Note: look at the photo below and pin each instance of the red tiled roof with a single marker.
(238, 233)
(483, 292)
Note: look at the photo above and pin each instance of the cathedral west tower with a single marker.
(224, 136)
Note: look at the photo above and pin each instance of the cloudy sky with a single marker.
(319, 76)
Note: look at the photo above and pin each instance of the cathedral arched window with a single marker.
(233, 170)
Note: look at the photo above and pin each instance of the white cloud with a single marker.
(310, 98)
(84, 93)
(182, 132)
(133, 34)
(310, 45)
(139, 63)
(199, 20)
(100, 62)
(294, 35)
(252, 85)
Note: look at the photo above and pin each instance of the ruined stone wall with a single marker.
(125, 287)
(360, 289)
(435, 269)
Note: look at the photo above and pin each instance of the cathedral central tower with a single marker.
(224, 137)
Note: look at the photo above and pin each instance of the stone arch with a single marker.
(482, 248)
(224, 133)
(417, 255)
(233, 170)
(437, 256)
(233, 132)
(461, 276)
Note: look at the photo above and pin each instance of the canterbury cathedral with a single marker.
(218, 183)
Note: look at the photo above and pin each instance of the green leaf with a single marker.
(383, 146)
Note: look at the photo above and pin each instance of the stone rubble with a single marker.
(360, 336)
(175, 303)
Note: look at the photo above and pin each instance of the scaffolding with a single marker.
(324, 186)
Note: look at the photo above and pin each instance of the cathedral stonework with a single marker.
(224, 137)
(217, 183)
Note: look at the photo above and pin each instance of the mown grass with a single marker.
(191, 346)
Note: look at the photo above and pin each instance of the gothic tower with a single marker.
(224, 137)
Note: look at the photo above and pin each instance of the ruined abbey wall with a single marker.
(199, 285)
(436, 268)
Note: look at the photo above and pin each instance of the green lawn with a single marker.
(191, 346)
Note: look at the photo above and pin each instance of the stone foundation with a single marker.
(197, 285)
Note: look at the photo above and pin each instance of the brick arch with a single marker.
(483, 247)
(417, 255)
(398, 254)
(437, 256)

--------------------

Your instructions: Your answer should repeat every entry exactly.

Output of the task:
Note: look at the photo below and pin each instance of the red tiled roof with a single marker.
(238, 233)
(483, 292)
Note: look at the photo above and pin each instance of the cathedral west tower with a single marker.
(224, 136)
Note: look at the photo above and pin each instance of the cloudy sky with a single marker.
(319, 76)
Note: look at the photo above and pin each instance of the cathedral arched window with a single marker.
(233, 170)
Note: look at the photo above and pin each instance of the white cloud with a single marker.
(310, 98)
(84, 93)
(182, 132)
(133, 34)
(310, 45)
(139, 63)
(199, 20)
(100, 62)
(294, 35)
(252, 85)
Note: look at the photo above and pin each instance of the ruined stone wall with a single marker.
(125, 287)
(360, 289)
(435, 269)
Note: look at the photo above and pin each instance of the cathedral central tower with a single marker.
(224, 137)
Note: look at the photo above and pin each instance of the stone arch with a single marker.
(482, 248)
(224, 133)
(417, 255)
(233, 170)
(437, 256)
(233, 132)
(461, 276)
Note: look at the photo above and pin each instance of the canterbury cathedral with a single marker.
(218, 183)
Note: look at the photo above and pin each instance of the green leaf with a single marker.
(383, 146)
Note: look at the photo above and pin each instance of the stone rubble with a single marker.
(360, 336)
(175, 303)
Note: look at the photo above and pin each instance of the scaffolding with a single marker.
(324, 186)
Note: look at the photo above and pin each instance of the cathedral stonework with a single marker.
(224, 137)
(217, 183)
Note: look at the photo above and pin each instance of the mown grass with a single marker.
(191, 346)
Note: look at the photo above and pin each instance of the gothic tower with a single marker.
(224, 137)
Note: look at the photo above and pin each instance of the ruined abbey wall with a single marker.
(199, 285)
(436, 268)
Note: look at the photo above and pin each instance of the green lawn with a single marker.
(191, 346)
Note: look at the photo above and pin each instance of the stone foundation with a single marker.
(197, 285)
Note: look at the photo above and pin each instance of the brick arch with a single marker.
(483, 247)
(417, 255)
(398, 254)
(437, 256)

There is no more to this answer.